→ Task instructions
Only the lines from the line containing "Query: gray rock" through the final line of the entries should be printed, exactly as given, with the pictures left out.

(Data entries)
>>>

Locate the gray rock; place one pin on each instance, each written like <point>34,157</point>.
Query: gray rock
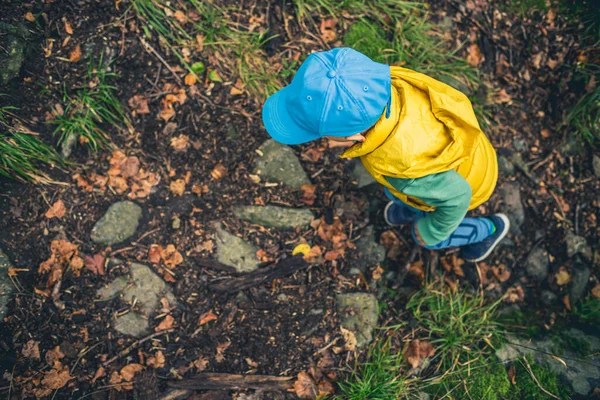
<point>359,313</point>
<point>511,197</point>
<point>234,251</point>
<point>6,285</point>
<point>361,176</point>
<point>275,217</point>
<point>280,164</point>
<point>118,224</point>
<point>12,55</point>
<point>596,165</point>
<point>581,277</point>
<point>505,166</point>
<point>582,375</point>
<point>537,264</point>
<point>371,253</point>
<point>577,245</point>
<point>143,286</point>
<point>548,297</point>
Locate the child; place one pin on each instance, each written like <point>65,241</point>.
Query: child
<point>416,136</point>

<<<

→ Solution for this problem
Query: gray rock
<point>359,313</point>
<point>511,197</point>
<point>234,251</point>
<point>6,285</point>
<point>361,176</point>
<point>275,217</point>
<point>280,164</point>
<point>118,224</point>
<point>12,55</point>
<point>596,165</point>
<point>581,277</point>
<point>505,166</point>
<point>582,375</point>
<point>537,264</point>
<point>371,253</point>
<point>577,245</point>
<point>143,286</point>
<point>548,297</point>
Locate the child; place one pin on each instance, each written like <point>65,241</point>.
Query: child
<point>416,136</point>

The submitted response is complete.